### Data section
· · · · ·

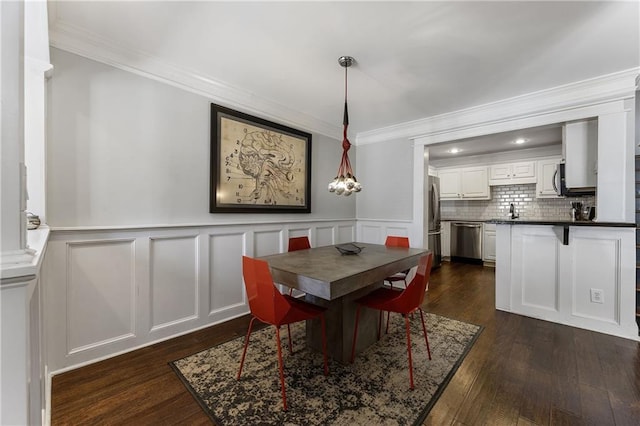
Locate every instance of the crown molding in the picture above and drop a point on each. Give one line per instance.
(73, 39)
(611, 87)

· · · · ·

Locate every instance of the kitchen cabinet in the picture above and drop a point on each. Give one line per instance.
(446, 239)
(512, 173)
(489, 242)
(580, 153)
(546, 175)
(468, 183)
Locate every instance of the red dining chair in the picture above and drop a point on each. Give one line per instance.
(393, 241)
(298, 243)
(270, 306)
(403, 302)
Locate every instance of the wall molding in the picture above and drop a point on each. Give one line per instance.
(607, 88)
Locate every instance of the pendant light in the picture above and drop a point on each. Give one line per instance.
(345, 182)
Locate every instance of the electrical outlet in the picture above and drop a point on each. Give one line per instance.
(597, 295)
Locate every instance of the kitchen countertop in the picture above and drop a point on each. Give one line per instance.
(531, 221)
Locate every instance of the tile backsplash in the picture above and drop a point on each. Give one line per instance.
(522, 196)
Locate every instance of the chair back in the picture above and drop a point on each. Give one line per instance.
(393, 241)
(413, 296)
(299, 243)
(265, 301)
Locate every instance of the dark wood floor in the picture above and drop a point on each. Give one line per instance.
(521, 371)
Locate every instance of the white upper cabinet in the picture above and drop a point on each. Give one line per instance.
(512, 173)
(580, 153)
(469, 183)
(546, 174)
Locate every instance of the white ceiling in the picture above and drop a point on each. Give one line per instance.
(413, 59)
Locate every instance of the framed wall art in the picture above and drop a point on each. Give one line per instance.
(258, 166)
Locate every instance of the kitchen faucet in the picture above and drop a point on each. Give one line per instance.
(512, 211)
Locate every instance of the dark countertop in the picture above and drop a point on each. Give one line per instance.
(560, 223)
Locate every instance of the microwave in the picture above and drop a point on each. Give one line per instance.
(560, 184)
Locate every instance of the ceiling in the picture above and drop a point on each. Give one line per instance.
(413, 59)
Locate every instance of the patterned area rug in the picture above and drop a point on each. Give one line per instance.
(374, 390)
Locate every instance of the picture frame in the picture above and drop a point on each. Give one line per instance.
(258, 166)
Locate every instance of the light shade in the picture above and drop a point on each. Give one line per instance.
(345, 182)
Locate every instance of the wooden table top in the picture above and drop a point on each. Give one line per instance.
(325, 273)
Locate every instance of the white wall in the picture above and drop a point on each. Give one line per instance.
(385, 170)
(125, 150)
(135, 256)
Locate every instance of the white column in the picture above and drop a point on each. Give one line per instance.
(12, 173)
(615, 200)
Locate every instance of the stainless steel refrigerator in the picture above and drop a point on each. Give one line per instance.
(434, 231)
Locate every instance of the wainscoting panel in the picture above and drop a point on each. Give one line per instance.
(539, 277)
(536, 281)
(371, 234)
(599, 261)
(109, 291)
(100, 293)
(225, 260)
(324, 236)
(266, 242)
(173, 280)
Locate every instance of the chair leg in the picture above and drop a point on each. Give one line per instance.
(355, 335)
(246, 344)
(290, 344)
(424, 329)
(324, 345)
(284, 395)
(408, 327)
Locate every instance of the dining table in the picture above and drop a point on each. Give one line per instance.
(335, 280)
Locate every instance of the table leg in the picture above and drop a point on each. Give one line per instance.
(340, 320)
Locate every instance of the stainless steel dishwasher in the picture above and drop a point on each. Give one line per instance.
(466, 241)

· · · · ·

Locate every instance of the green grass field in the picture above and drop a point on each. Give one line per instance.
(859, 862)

· · · · ·

### Exercise aim
From the listing above, gather every line that contains the word "cabinet" and copy each one out in full. Treat uppercase and lowercase letters as different.

### Full solution
Locate every instance of the kitchen cabinet in the picture above and drop a point on each. Give one line per instance.
Locate every instance of the white upper cabinet in the picture above and drop a point on each. Give one line per instance.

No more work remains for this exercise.